▶ [Set exercise A]
Does each statement below agree with the blog post about nested ESXi problems with VCF? Answer yes or no for each, and quote the deciding words of the post.
(i) The vSAN configuration was failing because of a problem with the ESXi UUID.
(ii) The author removed the new UUID entry before converting the VM back to a template.
(iii) In the Web Client, the hosts were complaining about storage capacity.
▶ [Set exercise B]
In two sentences, what does the blog post about nested ESXi problems with VCF say?
▶ [Set exercise C]
Extend the blog post about nested ESXi problems with VCF, picking up after its last sentence.

▶ [Excerpt provided]
==============================

Nested ESXi Gotchas with VCF

Nested ESXi is a great way to quickly spin up a test/demo environment and fiddle around things in the lab. I have been doing so for quite a bit now. VCF is very dear to my heart and because VCF needs a hell lot of resources, I always test new versions/features in my nested lab.

Nested ESXi doesn’t always behave nicely and sometimes gives you a hard time and I encountered this recently in one of my VCF deployments. 

What was the problem and how it started?

The problem was with ESXi UUID and due to which vSAN configuration was failing. I will talk about more this later in this post. 

To save time, I created a nested ESXi template following this article. Deployed few ESXi hosts and everything was working fine. One day I tweaked my template to inject some advanced parameters and booted the template VM. This generated a new UUID entry for ESXi in /etc/vmware/esx.conf file which I forgot to remove before powering off VM and converting to template again.

Once VCF prep work was done and SDDC Bringup was triggered, it was failing in the stage where VSAN is configured on the cluster. Cloud builder log file (vcf-bringup-debug.log) was full of the below error

on digging more into this and checking the bringup state in Cloud Builder DB, I found the task is stuck in the failed state.

Next, I logged into Web Client and checked VSAN state, and found that hosts are complaining about reachability.

==============================

(Pointing entries for labeled objects)
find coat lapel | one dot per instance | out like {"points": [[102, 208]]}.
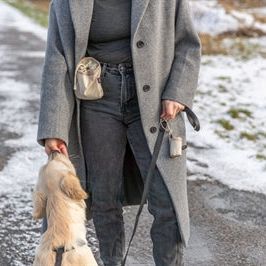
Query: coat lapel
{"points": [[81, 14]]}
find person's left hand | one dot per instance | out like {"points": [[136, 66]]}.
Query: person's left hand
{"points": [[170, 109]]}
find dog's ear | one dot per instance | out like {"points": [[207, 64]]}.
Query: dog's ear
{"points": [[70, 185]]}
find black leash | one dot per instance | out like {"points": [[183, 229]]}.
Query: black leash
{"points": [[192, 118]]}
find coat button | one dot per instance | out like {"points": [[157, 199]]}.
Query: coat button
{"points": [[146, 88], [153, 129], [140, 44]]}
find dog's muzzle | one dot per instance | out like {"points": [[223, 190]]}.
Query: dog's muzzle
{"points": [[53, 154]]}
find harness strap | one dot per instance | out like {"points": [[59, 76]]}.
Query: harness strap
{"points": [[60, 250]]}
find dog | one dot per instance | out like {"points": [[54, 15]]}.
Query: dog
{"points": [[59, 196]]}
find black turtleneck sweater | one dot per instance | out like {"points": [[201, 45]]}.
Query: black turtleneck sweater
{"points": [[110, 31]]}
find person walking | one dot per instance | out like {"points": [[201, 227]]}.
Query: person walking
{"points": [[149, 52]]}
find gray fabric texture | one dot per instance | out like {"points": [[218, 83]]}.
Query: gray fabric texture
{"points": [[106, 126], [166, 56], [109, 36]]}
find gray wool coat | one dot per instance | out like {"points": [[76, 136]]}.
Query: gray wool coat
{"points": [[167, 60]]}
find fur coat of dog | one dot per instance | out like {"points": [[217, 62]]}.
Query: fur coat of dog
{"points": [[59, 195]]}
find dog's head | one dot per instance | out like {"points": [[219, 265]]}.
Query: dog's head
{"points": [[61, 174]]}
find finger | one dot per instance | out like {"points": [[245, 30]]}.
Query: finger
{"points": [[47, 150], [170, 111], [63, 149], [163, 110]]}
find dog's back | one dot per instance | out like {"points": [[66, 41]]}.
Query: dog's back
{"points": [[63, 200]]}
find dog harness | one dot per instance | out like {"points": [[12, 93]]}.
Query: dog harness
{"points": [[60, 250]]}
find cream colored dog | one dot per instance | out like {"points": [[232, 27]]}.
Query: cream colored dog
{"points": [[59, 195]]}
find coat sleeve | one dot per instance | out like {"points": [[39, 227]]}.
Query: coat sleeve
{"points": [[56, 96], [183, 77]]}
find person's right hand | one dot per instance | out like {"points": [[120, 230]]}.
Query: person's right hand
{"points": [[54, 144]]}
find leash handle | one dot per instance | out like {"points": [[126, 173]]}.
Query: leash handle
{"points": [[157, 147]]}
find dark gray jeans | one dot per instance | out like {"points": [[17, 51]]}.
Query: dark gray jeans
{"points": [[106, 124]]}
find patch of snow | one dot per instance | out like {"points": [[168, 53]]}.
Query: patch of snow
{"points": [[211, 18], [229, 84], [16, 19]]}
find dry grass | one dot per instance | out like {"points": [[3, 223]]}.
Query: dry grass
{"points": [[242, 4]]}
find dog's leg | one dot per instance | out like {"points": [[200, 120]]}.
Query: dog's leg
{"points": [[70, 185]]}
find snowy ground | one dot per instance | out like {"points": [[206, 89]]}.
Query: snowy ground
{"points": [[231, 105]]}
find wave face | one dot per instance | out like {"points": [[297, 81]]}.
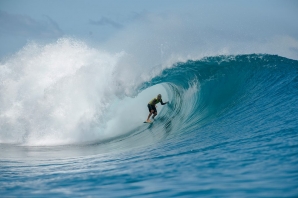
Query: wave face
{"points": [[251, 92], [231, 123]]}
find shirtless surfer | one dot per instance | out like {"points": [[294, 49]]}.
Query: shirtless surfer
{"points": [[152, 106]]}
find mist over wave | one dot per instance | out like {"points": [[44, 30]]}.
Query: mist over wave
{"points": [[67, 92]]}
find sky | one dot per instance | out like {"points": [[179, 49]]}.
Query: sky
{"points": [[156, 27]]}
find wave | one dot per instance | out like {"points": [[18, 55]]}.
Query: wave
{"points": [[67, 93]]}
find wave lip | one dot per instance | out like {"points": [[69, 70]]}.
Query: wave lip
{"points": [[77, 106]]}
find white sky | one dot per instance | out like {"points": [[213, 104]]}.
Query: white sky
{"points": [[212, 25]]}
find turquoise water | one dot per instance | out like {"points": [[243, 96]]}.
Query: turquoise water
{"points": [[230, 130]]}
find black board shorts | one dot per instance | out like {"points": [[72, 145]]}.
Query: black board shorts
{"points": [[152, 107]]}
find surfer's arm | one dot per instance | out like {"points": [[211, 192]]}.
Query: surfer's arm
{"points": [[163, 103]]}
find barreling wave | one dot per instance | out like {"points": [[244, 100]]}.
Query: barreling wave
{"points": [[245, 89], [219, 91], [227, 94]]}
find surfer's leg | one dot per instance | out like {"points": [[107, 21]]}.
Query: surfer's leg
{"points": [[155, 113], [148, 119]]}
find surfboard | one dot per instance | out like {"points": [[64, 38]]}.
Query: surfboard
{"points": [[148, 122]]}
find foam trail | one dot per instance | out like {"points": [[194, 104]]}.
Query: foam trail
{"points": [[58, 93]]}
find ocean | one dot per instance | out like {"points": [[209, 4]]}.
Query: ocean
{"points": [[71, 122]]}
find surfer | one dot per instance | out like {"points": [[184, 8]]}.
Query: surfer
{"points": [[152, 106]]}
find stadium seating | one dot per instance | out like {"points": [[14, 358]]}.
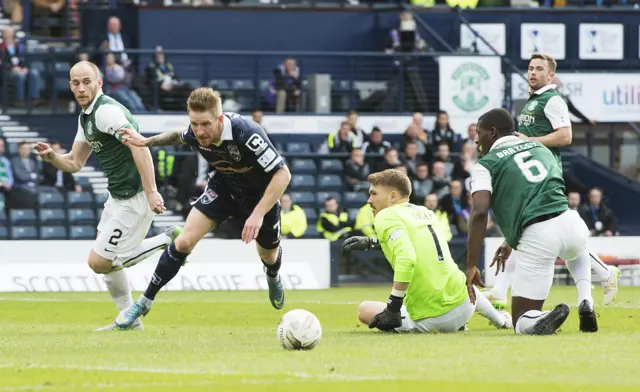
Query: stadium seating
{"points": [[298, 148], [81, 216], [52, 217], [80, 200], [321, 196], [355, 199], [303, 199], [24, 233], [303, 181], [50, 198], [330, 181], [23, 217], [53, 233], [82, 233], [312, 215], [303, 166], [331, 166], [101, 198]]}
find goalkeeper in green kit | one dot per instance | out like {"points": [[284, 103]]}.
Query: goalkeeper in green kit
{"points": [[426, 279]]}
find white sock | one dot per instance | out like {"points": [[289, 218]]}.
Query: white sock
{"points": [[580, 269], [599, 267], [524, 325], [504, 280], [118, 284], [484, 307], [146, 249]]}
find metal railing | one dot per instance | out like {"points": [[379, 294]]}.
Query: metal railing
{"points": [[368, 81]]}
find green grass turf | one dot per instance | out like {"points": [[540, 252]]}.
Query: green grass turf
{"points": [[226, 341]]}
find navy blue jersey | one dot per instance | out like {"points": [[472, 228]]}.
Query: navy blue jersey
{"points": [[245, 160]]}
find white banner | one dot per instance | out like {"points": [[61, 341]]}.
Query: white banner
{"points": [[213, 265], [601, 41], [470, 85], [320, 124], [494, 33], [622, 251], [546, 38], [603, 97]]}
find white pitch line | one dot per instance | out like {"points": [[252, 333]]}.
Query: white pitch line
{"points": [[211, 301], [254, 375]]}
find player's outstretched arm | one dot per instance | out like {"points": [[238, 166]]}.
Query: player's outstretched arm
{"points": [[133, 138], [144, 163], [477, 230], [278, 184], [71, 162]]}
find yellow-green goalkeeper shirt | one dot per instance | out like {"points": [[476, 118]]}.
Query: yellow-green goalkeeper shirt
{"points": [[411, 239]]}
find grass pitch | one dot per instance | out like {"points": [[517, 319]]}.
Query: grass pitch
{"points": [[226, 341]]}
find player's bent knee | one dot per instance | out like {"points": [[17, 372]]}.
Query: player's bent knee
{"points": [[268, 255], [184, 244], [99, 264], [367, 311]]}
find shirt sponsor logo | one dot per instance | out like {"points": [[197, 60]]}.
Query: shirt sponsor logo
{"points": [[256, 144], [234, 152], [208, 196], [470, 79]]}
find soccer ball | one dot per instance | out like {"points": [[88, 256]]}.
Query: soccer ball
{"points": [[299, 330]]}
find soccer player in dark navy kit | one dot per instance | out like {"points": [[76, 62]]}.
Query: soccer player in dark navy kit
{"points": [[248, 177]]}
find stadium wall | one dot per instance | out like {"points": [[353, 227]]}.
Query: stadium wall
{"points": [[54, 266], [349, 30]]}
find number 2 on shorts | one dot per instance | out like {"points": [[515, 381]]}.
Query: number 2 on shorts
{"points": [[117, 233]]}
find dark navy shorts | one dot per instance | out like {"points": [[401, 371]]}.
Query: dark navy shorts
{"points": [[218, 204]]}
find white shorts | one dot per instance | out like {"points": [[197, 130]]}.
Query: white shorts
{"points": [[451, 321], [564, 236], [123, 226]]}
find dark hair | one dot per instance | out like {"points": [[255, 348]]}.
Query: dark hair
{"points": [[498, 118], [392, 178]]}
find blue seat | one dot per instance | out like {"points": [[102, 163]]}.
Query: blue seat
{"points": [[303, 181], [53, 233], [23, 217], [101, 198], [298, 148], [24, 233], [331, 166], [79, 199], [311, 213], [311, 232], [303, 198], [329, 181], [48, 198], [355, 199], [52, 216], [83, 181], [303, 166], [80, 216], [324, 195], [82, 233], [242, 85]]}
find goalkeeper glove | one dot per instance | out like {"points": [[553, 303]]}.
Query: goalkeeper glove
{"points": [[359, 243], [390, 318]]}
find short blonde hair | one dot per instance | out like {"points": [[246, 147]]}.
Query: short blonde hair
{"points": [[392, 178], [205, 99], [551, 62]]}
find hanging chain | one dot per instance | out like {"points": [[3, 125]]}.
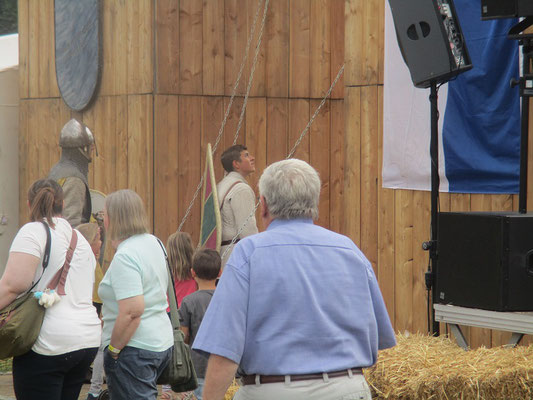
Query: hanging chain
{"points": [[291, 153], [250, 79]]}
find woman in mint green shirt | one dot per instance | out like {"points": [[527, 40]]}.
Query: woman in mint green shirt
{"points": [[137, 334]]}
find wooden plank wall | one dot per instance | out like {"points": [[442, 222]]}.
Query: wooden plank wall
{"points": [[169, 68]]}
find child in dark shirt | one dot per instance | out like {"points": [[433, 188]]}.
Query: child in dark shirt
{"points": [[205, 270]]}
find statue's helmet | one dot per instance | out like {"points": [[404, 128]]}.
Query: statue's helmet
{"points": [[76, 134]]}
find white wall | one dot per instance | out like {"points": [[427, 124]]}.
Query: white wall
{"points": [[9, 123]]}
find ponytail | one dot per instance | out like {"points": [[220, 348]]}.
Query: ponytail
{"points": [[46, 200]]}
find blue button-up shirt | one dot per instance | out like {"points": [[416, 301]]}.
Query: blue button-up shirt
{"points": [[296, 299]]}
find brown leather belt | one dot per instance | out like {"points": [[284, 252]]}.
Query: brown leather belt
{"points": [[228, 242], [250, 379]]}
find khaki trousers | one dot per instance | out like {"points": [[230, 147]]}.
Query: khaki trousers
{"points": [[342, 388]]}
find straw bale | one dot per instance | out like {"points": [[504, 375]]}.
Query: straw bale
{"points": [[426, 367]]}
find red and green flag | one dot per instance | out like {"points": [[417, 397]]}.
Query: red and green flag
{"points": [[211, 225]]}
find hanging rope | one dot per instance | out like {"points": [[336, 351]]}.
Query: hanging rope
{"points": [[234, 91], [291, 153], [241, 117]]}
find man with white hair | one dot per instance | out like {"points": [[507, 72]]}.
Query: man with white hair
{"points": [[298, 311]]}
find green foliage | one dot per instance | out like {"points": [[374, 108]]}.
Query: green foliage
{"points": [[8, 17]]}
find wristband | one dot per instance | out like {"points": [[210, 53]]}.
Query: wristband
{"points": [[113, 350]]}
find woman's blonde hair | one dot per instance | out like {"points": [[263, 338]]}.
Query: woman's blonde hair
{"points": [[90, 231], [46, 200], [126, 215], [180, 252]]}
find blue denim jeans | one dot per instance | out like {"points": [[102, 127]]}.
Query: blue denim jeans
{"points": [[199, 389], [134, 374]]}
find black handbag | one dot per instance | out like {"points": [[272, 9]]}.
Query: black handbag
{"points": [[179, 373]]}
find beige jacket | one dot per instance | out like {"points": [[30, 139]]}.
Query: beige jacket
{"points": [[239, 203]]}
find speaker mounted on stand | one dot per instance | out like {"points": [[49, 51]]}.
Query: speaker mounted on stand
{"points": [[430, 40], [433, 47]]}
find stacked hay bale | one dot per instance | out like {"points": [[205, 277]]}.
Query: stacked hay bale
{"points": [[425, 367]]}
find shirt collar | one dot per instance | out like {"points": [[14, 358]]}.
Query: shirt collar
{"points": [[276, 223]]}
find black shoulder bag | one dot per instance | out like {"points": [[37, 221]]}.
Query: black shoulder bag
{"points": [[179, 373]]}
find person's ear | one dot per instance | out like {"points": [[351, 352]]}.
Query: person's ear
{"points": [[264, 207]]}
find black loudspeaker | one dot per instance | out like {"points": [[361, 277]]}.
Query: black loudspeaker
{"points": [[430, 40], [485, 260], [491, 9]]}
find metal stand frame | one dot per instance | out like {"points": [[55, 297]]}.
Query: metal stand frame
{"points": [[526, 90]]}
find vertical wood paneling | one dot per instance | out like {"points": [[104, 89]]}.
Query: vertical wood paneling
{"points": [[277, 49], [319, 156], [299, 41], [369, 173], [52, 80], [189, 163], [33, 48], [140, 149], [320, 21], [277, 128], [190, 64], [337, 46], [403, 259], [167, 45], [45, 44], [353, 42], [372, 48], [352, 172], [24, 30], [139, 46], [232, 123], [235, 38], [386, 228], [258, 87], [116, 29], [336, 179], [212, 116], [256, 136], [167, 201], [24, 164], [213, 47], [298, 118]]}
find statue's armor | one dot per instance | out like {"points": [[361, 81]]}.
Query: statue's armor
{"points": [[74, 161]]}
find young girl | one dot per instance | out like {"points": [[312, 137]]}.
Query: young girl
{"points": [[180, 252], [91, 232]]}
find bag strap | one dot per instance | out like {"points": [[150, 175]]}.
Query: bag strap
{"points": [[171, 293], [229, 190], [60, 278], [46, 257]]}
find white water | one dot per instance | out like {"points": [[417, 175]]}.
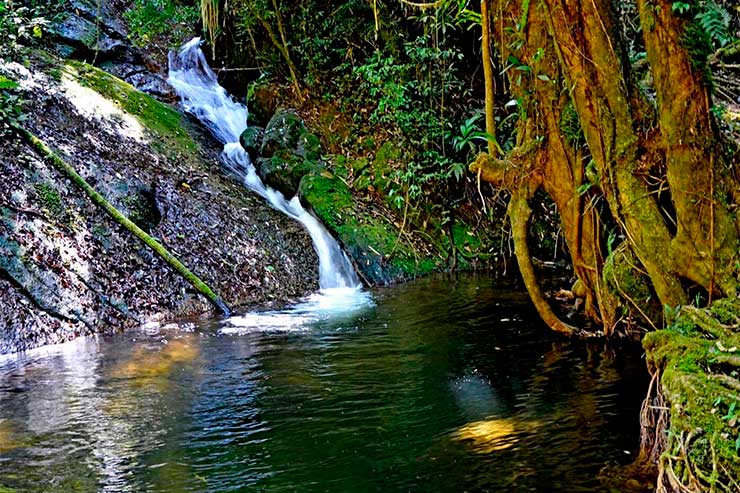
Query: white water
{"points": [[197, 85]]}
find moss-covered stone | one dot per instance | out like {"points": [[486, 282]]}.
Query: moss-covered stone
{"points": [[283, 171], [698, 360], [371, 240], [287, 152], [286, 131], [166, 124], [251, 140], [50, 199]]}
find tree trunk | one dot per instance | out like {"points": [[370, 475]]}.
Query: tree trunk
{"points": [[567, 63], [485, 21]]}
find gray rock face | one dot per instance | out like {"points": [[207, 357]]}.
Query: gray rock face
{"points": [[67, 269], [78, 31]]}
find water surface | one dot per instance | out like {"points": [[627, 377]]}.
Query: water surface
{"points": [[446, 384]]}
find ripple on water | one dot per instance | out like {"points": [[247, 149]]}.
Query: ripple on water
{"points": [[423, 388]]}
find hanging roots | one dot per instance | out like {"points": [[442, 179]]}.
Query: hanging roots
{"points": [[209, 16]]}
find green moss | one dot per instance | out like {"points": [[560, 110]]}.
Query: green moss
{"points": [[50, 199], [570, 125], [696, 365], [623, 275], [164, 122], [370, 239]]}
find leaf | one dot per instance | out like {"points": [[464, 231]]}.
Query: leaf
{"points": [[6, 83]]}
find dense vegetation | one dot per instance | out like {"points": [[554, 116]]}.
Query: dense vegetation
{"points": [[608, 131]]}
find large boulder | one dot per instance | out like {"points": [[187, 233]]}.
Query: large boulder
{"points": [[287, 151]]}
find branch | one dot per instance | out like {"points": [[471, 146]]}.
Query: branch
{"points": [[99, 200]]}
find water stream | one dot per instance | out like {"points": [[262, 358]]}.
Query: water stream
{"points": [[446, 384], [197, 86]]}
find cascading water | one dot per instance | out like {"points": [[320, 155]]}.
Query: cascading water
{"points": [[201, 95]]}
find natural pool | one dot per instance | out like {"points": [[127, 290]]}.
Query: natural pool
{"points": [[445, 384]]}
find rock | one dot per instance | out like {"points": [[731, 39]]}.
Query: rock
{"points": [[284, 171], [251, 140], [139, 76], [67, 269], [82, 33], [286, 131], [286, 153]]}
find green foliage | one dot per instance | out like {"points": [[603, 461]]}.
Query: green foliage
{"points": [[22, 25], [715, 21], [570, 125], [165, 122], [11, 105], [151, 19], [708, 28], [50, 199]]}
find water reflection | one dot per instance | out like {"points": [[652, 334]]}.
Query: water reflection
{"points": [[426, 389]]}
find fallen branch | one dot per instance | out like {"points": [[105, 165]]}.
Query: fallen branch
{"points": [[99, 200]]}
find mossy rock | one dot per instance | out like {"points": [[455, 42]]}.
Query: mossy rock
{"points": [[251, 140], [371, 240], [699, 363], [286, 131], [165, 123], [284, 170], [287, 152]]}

==============================

▶ [Reply A]
(i) Yes: "The problem was with ESXi UUID and due to which vSAN configuration was failing."
(ii) No: "which I forgot to remove before powering off VM and converting to template again."
(iii) No: "found that hosts are complaining about reachability."

▶ [Reply B]
The author uses a nested ESXi lab to test new VCF versions and features, but booting a nested ESXi template VM created a new UUID entry in /etc/vmware/esx.conf that was not removed before the VM went back to being a template. As a result, SDDC Bringup failed at the stage that configures vSAN on the cluster, the task was stuck in the failed state in the Cloud Builder DB, and the hosts complained about reachability.

▶ [Reply C]
After performing network validation for VSAN, I ruled out networking issues because hosts were able to reach others over the VSAN network (vmkping etc).

As always google saved my life and I stumbled upon this article that explains the same issue I was having in my lab. 

So what exactly happened?

When I deployed 4 nested ESXi VMs (post tweaking template), each ESXi host got the same system UUID. 

The problem was loud and clear. Since each VSAN host was having the same UUID, it made VSAN crazy.

Important Tip: When dealing with nested ESXi, make sure to remove UUID entry from esx.conf file as new UUID is generated when cloned vm boots up. 

To fix this, I edited esx.conf file on all 4 hosts and removed the UUID part, and rebooted the host. You can also use this one-liner to remove UUID: sed -i ‘s/system/uuid.*//’ /etc/vmware/esx.conf

Post reboot each host got a new UUID and VSAN was happy again 😉

Next, I retried the task in cloud builder UI and all went smooth and within a couple of hours, my SDDC was ready to roll. 

And that concludes this post.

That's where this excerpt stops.